◆ TRECHO DO DOCUMENTO
# [CDAF] Atividade 5

## Nome e matrícula
Nome: Luís Felipe Ramos Ferreira
Matrícula: 2019022553

## Objetivos
- Nessa atividade, estou entregando a pipeline inteira do VAEP implementada para os dados do Wyscout das Top 5 ligas.
- Para cada subtítulo abaixo, vocês devem explicar o que foi feito e à qual seção/subseção/equação do paper "Actions Speak Louder than Goals: Valuing Actions by Estimating Probabilities" ela corresponde. Justifique suas respostas.
- Além disso, após algumas partes do código haverão perguntas que vocês devem responder, possivelmente explorando minimamente o que já está pronto.
- Por fim, vocês devem montar um diagrama do fluxo de funções/tarefas de toda a pipeline do VAEP abaixo. Esse diagrama deve ser enviado como arquivo na submissão do Moodle, para além deste notebook.

## Referências
- [1] https://tomdecroos.github.io/reports/kdd19_tomd.pdf
- [2] https://socceraction.readthedocs.io/en/latest/api/vaep.html

### Carregando os dados

In [45]:
import numpy as np
import pandas as pd

In [46]:
def load_matches(path):
    matches = pd.read_json(path_or_buf=path)
    # as informações dos times de cada partida estão em um dicionário dentro da coluna 'teamsData', então vamos separar essas informações
    team_matches = []
    for i in range(len(matches)):
        match = pd.DataFrame(matches.loc[i, "teamsData"]).T
        match["matchId"] = matches.loc[i, "wyId"]
        team_matches.append(match)
    team_matches = pd.concat(team_matches).reset_index(drop=True)

    return team_matches

In [47]:
def load_players(path):
    players = pd.read_json(path_or_buf=path)
    players["player_name"] = players["firstName"] + ' ' + players["lastName"]
    players = players[["wyId", "player_name"]].rename(columns={"wyId": "player_id"})

    return players

In [48]:
def load_events(path):
    events = pd.read_json(path_or_buf=path)
    # pré processamento em colunas da tabela de eventos para facilitar a conversão p/ SPADL
    events = events.rename(columns={
        "id": "event_id",
        "eventId": "type_id",
        "subEventId": "subtype_id",
        "teamId": "team_id",
        "playerId": "player_id",
        "matchId": "game_id"
    })
    events["milliseconds"] = events["eventSec"] * 1000
    events["period_id"] = events["matchPeriod"].replace({"1H": 1, "2H": 2})

    return events

In [49]:
def load_minutes_played_per_game(path):
    minutes = pd.read_json(path_or_buf=path)

◆ LINHAS EXIBIDAS
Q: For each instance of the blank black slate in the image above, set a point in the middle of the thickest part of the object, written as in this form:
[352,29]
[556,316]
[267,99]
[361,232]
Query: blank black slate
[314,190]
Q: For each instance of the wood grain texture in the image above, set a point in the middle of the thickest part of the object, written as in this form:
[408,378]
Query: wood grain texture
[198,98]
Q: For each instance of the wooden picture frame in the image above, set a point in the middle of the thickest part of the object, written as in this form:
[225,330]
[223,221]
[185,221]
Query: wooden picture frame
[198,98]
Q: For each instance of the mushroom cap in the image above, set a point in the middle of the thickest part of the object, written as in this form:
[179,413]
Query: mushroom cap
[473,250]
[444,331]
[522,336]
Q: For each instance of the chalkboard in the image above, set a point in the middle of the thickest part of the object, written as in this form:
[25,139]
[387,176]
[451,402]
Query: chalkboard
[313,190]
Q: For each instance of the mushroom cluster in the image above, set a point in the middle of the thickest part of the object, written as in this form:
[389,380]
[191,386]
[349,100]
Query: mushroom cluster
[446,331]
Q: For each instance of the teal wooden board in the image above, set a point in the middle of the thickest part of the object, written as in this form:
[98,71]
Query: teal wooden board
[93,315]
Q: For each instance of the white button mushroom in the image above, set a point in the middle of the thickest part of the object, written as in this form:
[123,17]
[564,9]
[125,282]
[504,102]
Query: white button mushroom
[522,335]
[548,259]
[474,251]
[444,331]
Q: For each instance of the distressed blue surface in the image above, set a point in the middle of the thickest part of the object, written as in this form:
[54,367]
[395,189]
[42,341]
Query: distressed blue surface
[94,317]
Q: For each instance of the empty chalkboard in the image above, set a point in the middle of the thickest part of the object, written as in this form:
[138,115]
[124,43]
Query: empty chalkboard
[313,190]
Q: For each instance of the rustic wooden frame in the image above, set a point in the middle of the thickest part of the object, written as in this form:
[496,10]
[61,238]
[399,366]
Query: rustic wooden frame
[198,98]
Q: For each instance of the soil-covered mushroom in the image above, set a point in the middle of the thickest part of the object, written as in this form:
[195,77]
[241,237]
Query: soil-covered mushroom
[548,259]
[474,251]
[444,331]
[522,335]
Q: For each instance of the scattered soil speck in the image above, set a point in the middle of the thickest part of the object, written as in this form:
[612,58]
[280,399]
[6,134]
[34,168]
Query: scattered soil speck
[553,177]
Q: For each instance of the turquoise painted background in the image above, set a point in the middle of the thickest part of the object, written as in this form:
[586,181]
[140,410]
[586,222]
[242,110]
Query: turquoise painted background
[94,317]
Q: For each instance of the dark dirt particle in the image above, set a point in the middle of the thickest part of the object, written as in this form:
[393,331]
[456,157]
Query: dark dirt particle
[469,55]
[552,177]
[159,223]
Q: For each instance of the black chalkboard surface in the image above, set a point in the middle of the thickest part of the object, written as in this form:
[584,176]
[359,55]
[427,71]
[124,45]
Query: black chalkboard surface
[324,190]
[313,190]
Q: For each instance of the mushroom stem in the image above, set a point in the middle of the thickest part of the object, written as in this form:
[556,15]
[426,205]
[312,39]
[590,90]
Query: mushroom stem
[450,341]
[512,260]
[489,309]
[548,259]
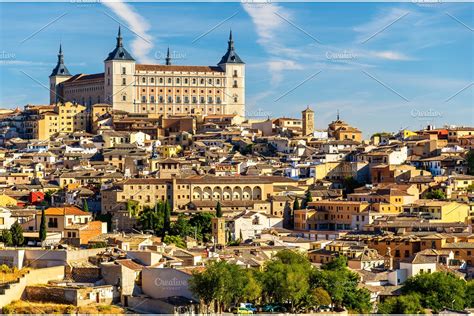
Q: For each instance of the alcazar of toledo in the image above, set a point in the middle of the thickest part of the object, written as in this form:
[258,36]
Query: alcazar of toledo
[155,89]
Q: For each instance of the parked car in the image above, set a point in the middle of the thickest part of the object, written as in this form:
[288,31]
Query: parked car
[242,311]
[249,306]
[273,308]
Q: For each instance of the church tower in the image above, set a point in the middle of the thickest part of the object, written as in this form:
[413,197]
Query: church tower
[308,121]
[59,74]
[119,78]
[234,69]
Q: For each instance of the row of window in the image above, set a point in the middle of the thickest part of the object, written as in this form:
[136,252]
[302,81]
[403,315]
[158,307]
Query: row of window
[184,81]
[178,99]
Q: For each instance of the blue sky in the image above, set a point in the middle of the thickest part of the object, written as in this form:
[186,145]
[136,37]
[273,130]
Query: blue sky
[385,66]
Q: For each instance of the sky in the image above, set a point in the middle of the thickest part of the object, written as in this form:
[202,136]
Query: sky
[383,66]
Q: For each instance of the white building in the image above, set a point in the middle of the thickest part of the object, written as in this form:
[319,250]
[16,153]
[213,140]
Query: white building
[249,224]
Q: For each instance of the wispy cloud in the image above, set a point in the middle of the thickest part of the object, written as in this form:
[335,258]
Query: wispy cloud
[276,68]
[389,55]
[142,44]
[269,21]
[383,23]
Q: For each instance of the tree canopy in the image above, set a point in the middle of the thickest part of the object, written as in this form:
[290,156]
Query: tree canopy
[288,279]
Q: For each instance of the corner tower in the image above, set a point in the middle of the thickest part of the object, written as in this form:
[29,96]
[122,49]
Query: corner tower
[234,69]
[59,74]
[119,77]
[308,121]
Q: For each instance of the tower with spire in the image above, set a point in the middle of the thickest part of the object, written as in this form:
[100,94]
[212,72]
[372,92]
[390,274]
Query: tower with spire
[119,77]
[308,121]
[234,69]
[59,74]
[168,58]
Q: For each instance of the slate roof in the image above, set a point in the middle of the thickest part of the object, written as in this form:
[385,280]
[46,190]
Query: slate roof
[119,53]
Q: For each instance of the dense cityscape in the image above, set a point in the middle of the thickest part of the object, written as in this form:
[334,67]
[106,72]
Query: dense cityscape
[151,188]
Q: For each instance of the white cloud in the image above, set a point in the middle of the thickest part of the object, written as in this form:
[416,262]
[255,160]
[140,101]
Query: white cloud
[277,66]
[269,21]
[142,44]
[383,23]
[266,21]
[390,55]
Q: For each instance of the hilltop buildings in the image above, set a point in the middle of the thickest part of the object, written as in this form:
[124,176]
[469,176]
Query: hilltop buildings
[155,89]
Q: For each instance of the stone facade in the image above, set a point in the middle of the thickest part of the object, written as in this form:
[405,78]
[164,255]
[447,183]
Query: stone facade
[155,89]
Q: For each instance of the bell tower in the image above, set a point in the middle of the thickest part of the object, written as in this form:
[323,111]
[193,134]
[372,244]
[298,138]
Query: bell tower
[308,121]
[234,69]
[59,74]
[119,77]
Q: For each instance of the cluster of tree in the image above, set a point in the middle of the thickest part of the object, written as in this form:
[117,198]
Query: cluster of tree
[431,290]
[435,195]
[289,279]
[13,236]
[157,220]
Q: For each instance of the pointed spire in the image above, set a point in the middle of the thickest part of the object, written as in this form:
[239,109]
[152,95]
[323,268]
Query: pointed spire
[119,38]
[60,69]
[168,57]
[60,54]
[230,56]
[119,53]
[231,41]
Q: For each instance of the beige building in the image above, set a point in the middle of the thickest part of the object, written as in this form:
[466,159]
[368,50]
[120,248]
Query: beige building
[43,121]
[156,89]
[197,189]
[340,130]
[308,121]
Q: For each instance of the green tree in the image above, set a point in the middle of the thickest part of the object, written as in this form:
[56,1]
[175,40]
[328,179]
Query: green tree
[229,236]
[181,227]
[218,209]
[470,294]
[201,222]
[17,234]
[42,231]
[321,297]
[338,263]
[152,218]
[48,196]
[350,184]
[85,206]
[166,218]
[286,278]
[132,207]
[176,240]
[403,304]
[223,284]
[470,162]
[342,286]
[307,198]
[7,237]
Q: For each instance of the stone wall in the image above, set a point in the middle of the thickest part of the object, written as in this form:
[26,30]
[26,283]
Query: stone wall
[39,276]
[76,296]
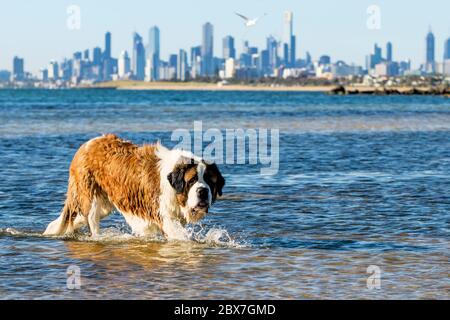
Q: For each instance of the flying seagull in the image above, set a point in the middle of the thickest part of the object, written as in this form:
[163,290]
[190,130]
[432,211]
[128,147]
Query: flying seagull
[248,22]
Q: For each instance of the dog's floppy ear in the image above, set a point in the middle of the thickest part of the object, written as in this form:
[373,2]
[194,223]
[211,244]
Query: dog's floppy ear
[220,183]
[176,179]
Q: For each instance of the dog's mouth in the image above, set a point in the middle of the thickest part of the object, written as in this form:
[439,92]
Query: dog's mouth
[201,208]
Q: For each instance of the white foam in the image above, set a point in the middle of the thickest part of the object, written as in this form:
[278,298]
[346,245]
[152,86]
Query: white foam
[214,236]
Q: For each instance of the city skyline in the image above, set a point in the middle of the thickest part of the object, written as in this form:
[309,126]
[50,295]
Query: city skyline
[277,59]
[313,34]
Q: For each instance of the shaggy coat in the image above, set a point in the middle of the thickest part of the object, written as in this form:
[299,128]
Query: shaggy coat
[151,186]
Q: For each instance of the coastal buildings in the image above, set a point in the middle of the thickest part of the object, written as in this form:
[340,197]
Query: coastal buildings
[228,47]
[18,73]
[430,53]
[124,65]
[138,58]
[289,41]
[153,53]
[276,59]
[207,50]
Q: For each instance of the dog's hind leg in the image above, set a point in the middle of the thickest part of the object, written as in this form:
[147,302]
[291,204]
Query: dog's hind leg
[94,217]
[59,226]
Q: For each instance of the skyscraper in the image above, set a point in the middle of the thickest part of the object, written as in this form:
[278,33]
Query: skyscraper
[97,56]
[153,52]
[107,52]
[138,58]
[447,49]
[53,70]
[430,47]
[182,65]
[228,47]
[196,61]
[430,53]
[18,69]
[272,48]
[208,50]
[375,58]
[123,65]
[289,39]
[389,52]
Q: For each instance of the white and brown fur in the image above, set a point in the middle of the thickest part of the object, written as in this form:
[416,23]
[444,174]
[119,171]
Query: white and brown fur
[154,188]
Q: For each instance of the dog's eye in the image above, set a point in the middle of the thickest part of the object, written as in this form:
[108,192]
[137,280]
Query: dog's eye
[192,181]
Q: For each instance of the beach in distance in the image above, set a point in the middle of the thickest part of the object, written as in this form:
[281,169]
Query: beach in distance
[351,89]
[361,189]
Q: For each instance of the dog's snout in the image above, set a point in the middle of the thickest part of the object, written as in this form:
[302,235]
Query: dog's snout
[202,193]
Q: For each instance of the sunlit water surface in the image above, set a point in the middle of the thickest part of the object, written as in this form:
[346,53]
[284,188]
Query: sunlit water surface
[362,181]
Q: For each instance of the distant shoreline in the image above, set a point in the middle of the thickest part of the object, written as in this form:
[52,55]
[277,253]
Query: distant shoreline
[202,86]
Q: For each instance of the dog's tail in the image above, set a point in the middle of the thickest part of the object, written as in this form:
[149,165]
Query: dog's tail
[63,224]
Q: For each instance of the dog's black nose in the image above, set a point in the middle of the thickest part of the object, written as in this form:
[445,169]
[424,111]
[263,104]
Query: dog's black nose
[202,193]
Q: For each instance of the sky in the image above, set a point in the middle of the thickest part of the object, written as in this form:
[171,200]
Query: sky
[38,31]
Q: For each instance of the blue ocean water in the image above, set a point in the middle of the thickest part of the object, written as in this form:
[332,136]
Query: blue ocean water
[362,181]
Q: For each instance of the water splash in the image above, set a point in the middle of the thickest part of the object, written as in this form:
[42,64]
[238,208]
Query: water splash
[214,236]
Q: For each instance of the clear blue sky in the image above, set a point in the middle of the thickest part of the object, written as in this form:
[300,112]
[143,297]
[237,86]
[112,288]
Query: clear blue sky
[36,30]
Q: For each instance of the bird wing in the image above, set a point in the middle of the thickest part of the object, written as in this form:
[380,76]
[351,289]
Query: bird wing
[240,15]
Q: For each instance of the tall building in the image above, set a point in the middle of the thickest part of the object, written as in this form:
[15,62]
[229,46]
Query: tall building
[447,49]
[182,65]
[289,45]
[389,52]
[228,47]
[173,66]
[153,53]
[375,58]
[97,56]
[86,55]
[53,70]
[208,50]
[18,69]
[123,65]
[430,64]
[138,58]
[196,61]
[430,47]
[272,48]
[107,52]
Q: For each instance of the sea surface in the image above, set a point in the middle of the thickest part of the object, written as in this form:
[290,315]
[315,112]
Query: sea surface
[362,194]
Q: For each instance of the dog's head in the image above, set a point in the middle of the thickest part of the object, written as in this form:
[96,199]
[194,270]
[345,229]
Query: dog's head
[197,186]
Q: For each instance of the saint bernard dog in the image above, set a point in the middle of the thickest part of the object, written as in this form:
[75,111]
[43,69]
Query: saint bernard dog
[154,188]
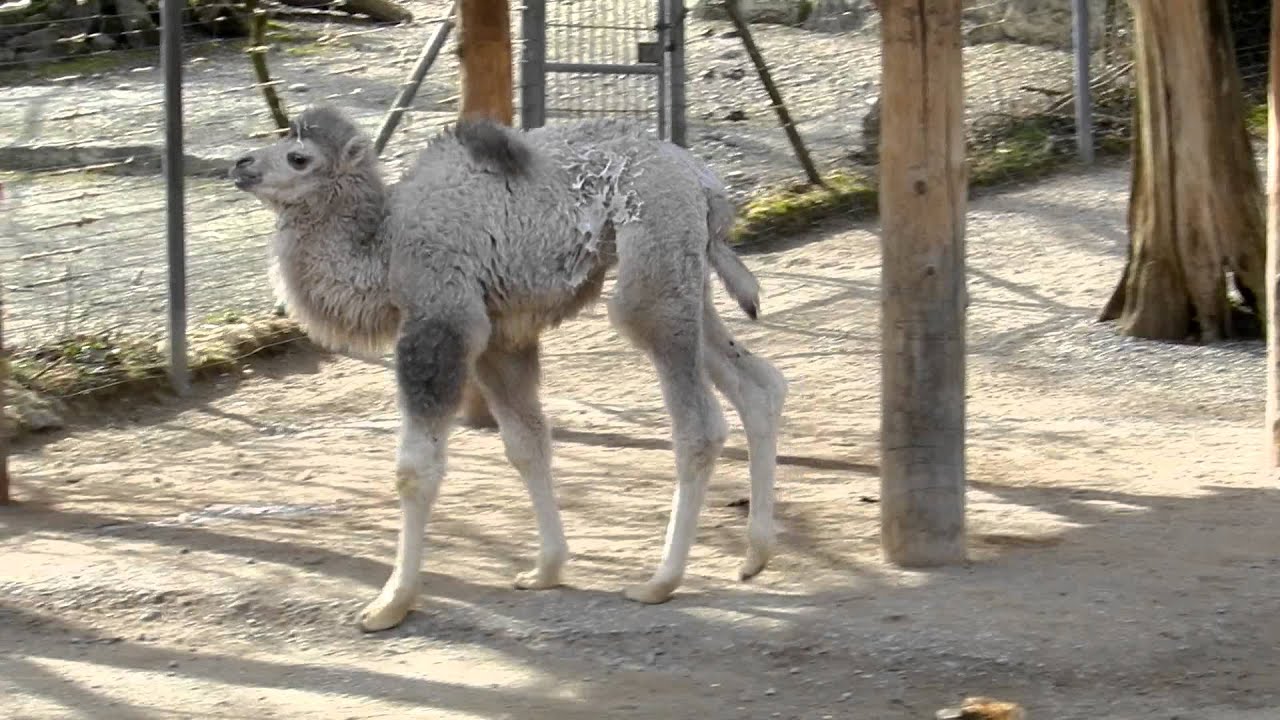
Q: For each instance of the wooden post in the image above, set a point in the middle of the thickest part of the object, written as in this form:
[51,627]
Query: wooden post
[922,200]
[484,53]
[488,89]
[1272,310]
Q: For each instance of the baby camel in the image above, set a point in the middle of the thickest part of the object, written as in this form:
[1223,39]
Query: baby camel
[489,238]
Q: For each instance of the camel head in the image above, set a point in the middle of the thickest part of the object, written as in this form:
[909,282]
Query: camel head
[321,149]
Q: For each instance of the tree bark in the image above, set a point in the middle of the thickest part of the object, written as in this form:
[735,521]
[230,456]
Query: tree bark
[1272,408]
[1196,219]
[923,199]
[485,74]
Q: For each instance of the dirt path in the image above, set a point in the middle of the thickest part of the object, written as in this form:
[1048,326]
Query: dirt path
[206,559]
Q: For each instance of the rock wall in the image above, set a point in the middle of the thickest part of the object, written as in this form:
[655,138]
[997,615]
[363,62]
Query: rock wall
[1031,22]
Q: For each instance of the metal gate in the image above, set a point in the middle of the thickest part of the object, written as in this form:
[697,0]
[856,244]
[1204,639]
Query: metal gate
[612,57]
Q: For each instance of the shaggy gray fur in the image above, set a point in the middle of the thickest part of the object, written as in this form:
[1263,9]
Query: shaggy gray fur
[494,145]
[492,237]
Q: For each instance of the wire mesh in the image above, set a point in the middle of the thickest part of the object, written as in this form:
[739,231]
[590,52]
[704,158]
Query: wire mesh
[600,32]
[81,121]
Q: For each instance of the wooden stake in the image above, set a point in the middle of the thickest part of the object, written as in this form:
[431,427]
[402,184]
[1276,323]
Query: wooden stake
[922,199]
[1272,282]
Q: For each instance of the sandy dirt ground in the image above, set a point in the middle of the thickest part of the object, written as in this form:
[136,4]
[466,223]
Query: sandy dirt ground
[206,557]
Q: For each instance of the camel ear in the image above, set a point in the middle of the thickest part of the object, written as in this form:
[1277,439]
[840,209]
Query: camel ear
[356,150]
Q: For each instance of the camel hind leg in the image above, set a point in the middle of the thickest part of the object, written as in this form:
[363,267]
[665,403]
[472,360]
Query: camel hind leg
[757,390]
[508,379]
[658,306]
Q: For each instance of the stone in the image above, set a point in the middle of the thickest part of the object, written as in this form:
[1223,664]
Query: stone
[759,12]
[41,42]
[101,42]
[1029,22]
[140,31]
[839,16]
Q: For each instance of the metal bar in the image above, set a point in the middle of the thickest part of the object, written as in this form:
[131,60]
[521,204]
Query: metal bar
[603,68]
[533,64]
[1083,94]
[170,62]
[430,51]
[775,96]
[675,68]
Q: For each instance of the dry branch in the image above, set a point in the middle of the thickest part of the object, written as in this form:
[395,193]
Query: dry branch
[257,57]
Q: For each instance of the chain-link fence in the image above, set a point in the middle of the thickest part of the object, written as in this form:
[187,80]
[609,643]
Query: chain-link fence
[82,237]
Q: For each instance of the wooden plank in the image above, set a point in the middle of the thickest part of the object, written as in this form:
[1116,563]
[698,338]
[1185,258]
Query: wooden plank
[1272,311]
[923,200]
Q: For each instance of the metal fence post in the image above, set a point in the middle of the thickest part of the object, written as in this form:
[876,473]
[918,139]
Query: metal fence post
[170,62]
[1083,94]
[533,64]
[673,68]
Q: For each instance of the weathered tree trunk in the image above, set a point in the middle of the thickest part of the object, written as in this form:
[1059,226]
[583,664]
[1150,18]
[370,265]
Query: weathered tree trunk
[1196,220]
[485,73]
[922,199]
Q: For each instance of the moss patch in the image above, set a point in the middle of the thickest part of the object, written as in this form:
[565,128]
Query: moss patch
[1256,119]
[92,368]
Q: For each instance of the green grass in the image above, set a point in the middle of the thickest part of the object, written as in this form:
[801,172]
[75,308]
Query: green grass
[1018,151]
[92,368]
[1256,118]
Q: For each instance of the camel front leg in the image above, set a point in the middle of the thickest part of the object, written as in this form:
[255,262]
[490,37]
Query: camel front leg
[432,364]
[419,472]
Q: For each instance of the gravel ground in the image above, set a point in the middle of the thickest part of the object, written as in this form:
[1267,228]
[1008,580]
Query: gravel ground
[206,557]
[86,251]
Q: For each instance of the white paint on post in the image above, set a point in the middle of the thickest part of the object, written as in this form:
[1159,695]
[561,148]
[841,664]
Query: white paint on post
[1272,311]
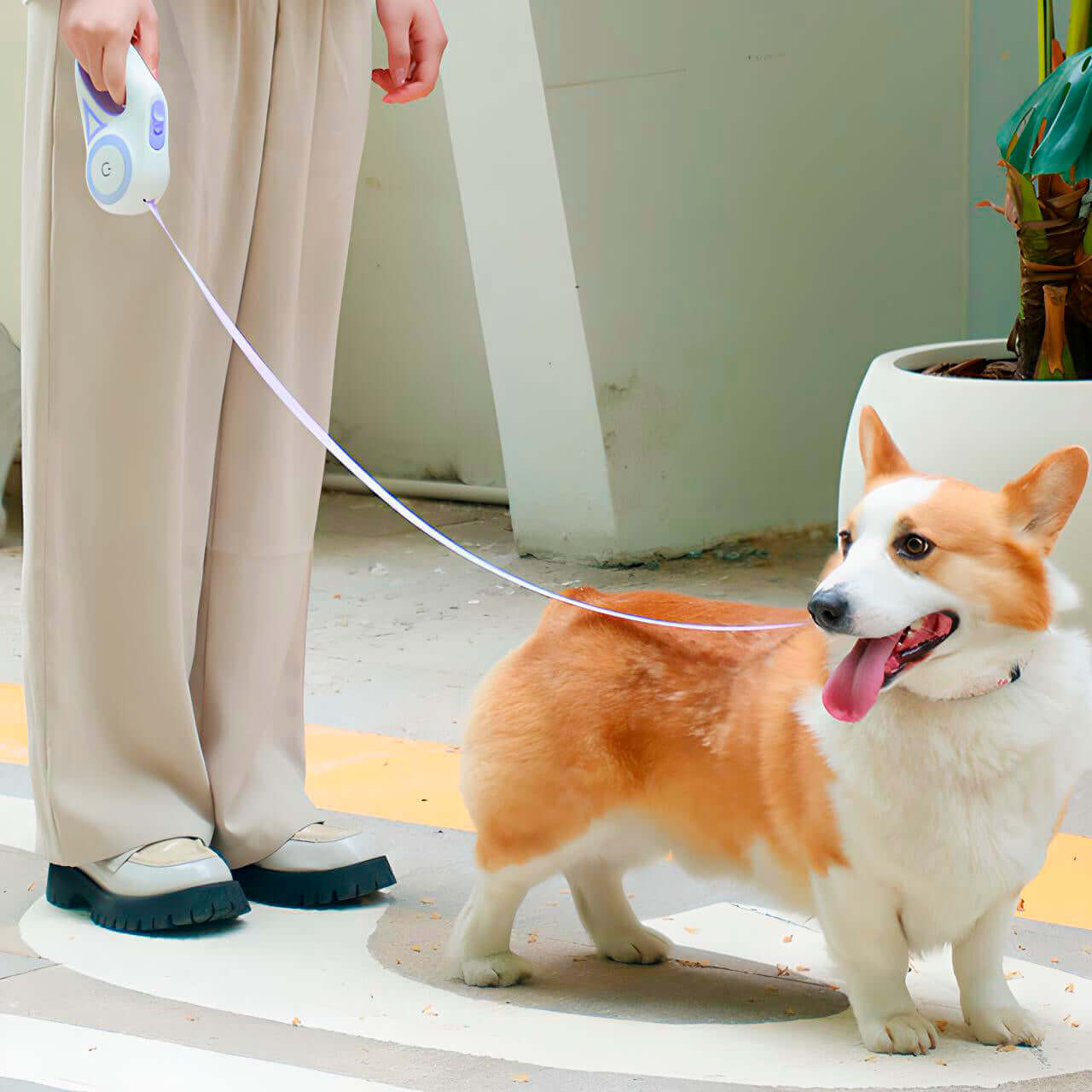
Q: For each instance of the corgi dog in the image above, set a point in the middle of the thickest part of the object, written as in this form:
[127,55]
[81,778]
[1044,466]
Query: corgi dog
[896,768]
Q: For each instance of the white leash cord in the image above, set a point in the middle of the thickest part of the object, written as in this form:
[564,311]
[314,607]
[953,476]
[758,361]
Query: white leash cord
[408,514]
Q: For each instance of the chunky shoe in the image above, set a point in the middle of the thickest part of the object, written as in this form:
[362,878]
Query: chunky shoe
[318,866]
[164,886]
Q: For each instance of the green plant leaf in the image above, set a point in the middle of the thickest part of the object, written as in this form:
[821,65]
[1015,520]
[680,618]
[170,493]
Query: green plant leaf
[1077,36]
[1061,108]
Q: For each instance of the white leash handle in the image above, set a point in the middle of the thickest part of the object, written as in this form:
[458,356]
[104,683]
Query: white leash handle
[408,514]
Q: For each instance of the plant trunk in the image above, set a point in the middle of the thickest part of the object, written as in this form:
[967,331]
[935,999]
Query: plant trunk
[1051,232]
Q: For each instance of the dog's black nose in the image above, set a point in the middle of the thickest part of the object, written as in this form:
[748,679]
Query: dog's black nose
[830,611]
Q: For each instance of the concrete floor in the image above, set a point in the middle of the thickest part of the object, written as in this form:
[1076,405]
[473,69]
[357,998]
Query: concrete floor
[356,998]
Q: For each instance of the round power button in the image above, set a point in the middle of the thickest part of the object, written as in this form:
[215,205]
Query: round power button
[109,170]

◆ TAREFA A CUMPRIR
Cite sem alterações o trecho do texto sobre a pipeline do VAEP que vai de "# as informações" até "team_matches = pd.concat(team_matches).reset_index(drop=True)".

◆ RESULTADO ABAIXO
# as informações dos times de cada partida estão em um dicionário dentro da coluna 'teamsData', então vamos separar essas informações
    team_matches = []
    for i in range(len(matches)):
        match = pd.DataFrame(matches.loc[i, "teamsData"]).T
        match["matchId"] = matches.loc[i, "wyId"]
        team_matches.append(match)
    team_matches = pd.concat(team_matches).reset_index(drop=True)